**Article**
R/BTdecayLasso.R

Defines functions BTdecayLasso

Documented in BTdecayLasso

#' Bradley-Terry Model with Exponential Decayed weighted likelihood and Adaptive Lasso
#' 
#' @description 
#' Bradley-Terry model is applied for paired comparison data. Teams' ability score is estimated by maximizing log-likelihood function.
#' 
#' To achieve a better track of current abilities, we apply an exponential decay rate to weight the log-likelihood function.
#' The most current matches will weight more than previous matches. Parameter "decay.rate" in most functions of this package is used
#' to set the amount of exponential decay rate. decay.rate should be non-negative and the appropriate range of it depends on time scale in original dataframe.
#' (see \code{\link{BTdataframe}} and parameter "dataframe"'s definition of fifth column) For example,
#' a unit of week with a "decay.rate" 0.007 is equivalent to the unit of day with "decay.rate" 0.001. Usually, for sports matches,
#' if we take the unit of day, it's ranging from 0 to 0.01. The higher choice of "decay.rate", the better track of current teams' ability
#' with a side effect of higher variance.
#' 
#' If "decay.rate" is too large, for example "0.1" with a unit of day, \eqn{\exp(-0.7)} = 0.50. Only half weight will be add to the likelihood for matches played
#' one week ago and \eqn{\exp(-3.1)} = 0.05 suggests that previous matches took place one month ago will have little effect. Therefore, Only a few matches are
#' accounted for ability's estimation. It will lead to a very high variance and uncertainty. Since standard Bradley-Terry model
#' can not handle the case where there is a team who wins or loses all matches, such estimation may not provide convergent results.

**Source excerpt**
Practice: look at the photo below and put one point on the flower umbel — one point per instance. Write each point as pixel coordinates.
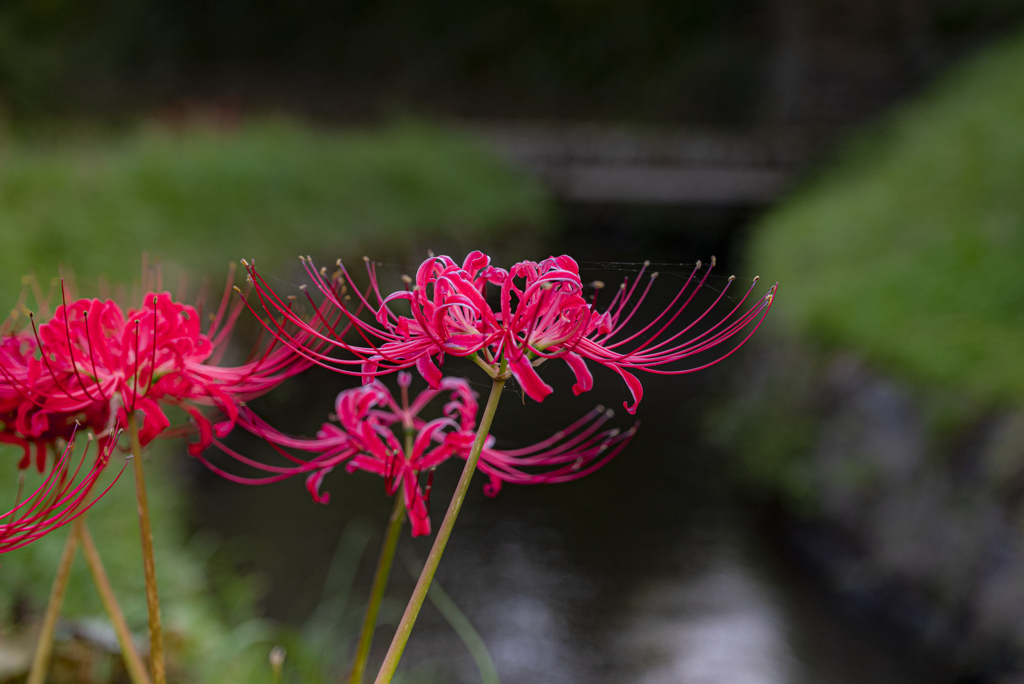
(378, 434)
(543, 313)
(60, 499)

**Description of the task**
Extend the BTdecayLasso documentation on the Bradley-Terry model with exponential decay, continuing in the same roxygen comment style after its last sentence.

**Written answer**
#' Thus, if our estimation provides divergent result, an error will be returned and we suggest user to chose a smaller "decay.rate"
#' or adding more match results into the same modeling period.
#' 
#' By default, the Adaptive Lasso is implemented for variance reduction and team's grouping. Adaptive Lasso is proved to have good grouping property.
#' Apart from adaptive lasso, user can define own weight for different
#' Lasso constraint \eqn{\left|\mu_{i}-\mu_{j}\right|} where \eqn{\mu_{i}} is team i's ability.
#' 
#' Also by default, the whole Lasso path will be run. Similar to package "glmnet", user can provide their own choice of Lasso penalty "lambda" and determine whether the
#' whole Lasso path will be run (since such run is time-consuming). However, we suggest that if user is not familiar with the actual relationship among
#' lambda, the amount of penalty, the amount of shrinkage and grouping effect, a whole Lasso path should be run and selection of an
#' appropriate lambda is done by AIC or BIC criteria using \code{\link{BTdecayLassoC}} (since this model is time related, cross-validation method cannot be applied). Also, users can
#' use \code{\link{BTdecayLassoF}} to run with a specific Lasso penalty ranging from 0 to 1 (1 penalty means all estimators will shrink to 0).
#' 
#' Two sets of estimated abilities will be given, the biased Lasso estimation and the HYBRID Lasso's estimation.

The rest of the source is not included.